[START TEXT PASSAGE]

In addition to credit risk, bonds are also subject to interest rate risk. Interest rate risk refers to the exposure bond prices have to changing market interest rates.

Bond prices move opposite rates

Bond prices tend to move lower when market interest rates rise because new bonds are issued at higher rates, reducing demand for existing lower-yielding bonds. Conversely, bond prices rise when market rates fall as investors seek higher yields from existing bonds.

Therefore, fluctuating interest rates cause bond prices to fluctuate in the opposite direction. This relationship makes interest rate risk a pivotal factor in assessing corporate bonds vs government bonds.

Corporates more rate-sensitive than government bonds

Corporate bonds tend to have higher interest rate risk than government bonds with similar maturities. Corporate bonds are more sensitive primarily due to their higher coupon rates.

The coupon rate of a bond refers to the annual interest rate paid by the issuer to the bondholder. It is expressed as a percentage of the bond’s face value (its “par value”). The coupon rate determines the periodic interest payments that the issuer promises to make to the bondholder.

Higher coupon payments make a bond’s duration and price volatility higher. Because government bonds have lower coupons than corporate bonds with comparable maturities, they experience more minor price fluctuations when market interest rates change.

[END TEXT PASSAGE]

* _TASK TO CARRY OUT_
Reproduce the passage on bond interest rate risk above, word for word and in full.

[START RECORD SET]

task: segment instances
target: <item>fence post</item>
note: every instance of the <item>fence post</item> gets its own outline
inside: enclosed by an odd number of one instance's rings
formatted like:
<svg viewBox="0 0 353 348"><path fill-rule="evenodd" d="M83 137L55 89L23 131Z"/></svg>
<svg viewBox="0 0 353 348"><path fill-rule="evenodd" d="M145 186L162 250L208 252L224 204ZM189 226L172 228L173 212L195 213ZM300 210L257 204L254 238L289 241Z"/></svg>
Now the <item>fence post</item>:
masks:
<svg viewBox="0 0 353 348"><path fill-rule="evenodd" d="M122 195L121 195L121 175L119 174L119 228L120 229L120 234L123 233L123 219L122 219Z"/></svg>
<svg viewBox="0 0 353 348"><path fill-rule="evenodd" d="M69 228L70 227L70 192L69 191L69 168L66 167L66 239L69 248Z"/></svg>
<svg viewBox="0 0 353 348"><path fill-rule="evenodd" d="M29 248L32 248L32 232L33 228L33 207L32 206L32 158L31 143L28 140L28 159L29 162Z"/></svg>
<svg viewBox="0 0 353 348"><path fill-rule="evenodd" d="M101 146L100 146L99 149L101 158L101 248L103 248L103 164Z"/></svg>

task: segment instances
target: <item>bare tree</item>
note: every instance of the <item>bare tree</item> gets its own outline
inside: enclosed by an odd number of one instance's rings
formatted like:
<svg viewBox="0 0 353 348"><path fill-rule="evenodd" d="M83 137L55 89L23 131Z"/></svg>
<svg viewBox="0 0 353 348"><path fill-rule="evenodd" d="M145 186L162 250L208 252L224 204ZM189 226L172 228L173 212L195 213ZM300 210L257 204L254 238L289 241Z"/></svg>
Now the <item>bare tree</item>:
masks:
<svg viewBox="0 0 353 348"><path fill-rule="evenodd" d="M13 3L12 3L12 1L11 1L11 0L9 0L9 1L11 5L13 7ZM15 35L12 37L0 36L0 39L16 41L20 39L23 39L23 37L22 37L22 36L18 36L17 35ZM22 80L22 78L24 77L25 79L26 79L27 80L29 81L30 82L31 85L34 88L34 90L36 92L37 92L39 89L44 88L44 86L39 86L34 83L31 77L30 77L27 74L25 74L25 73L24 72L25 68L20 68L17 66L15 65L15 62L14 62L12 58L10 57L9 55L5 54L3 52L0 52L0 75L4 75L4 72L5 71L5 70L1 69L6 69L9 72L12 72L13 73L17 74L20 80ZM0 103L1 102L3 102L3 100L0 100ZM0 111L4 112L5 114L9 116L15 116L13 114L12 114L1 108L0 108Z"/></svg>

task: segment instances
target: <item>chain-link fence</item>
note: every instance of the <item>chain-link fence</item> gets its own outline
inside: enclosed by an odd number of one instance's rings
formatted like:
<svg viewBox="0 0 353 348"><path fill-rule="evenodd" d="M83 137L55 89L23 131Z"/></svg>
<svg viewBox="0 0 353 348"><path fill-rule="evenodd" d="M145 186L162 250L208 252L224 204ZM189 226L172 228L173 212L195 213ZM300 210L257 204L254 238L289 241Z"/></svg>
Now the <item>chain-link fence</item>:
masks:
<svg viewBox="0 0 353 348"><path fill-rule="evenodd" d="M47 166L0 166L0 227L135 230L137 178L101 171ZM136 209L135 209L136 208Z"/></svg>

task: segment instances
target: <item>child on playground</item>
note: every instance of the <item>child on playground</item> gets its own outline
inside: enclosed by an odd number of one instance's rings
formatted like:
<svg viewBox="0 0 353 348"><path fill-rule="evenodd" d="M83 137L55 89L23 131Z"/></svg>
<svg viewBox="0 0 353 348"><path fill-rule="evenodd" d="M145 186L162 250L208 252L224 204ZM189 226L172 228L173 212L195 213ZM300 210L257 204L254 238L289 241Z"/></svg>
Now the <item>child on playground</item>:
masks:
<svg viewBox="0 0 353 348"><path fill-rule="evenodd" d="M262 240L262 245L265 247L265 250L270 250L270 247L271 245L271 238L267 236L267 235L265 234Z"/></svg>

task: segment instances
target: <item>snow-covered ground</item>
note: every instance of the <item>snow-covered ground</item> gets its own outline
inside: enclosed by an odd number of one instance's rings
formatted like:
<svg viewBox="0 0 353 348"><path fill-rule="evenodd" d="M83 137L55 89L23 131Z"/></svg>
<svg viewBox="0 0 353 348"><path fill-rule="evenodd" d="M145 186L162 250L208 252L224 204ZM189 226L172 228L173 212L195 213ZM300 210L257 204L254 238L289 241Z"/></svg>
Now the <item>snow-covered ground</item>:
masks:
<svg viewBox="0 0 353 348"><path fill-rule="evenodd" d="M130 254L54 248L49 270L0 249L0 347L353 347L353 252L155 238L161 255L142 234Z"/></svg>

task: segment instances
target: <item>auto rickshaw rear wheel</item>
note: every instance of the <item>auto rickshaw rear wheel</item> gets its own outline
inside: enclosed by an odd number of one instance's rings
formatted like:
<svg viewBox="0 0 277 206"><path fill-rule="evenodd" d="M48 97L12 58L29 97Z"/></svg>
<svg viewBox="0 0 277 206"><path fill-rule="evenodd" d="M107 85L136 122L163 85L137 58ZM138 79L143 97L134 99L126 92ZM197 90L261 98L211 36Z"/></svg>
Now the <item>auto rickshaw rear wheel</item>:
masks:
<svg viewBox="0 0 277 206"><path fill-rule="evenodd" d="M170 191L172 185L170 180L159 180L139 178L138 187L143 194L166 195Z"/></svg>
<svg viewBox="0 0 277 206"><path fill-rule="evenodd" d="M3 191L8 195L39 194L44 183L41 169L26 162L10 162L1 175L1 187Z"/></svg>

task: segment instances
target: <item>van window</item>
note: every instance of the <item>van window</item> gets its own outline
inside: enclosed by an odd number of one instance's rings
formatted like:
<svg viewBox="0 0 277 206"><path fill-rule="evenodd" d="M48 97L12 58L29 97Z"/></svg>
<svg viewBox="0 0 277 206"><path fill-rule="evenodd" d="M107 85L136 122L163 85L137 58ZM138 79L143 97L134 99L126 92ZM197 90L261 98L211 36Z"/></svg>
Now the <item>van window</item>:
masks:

[END RECORD SET]

* _FULL OUTPUT_
In addition to credit risk, bonds are also subject to interest rate risk. Interest rate risk refers to the exposure bond prices have to changing market interest rates.

Bond prices move opposite rates

Bond prices tend to move lower when market interest rates rise because new bonds are issued at higher rates, reducing demand for existing lower-yielding bonds. Conversely, bond prices rise when market rates fall as investors seek higher yields from existing bonds.

Therefore, fluctuating interest rates cause bond prices to fluctuate in the opposite direction. This relationship makes interest rate risk a pivotal factor in assessing corporate bonds vs government bonds.

Corporates more rate-sensitive than government bonds

Corporate bonds tend to have higher interest rate risk than government bonds with similar maturities. Corporate bonds are more sensitive primarily due to their higher coupon rates.

The coupon rate of a bond refers to the annual interest rate paid by the issuer to the bondholder. It is expressed as a percentage of the bond’s face value (its “par value”). The coupon rate determines the periodic interest payments that the issuer promises to make to the bondholder.

Higher coupon payments make a bond’s duration and price volatility higher. Because government bonds have lower coupons than corporate bonds with comparable maturities, they experience more minor price fluctuations when market interest rates change.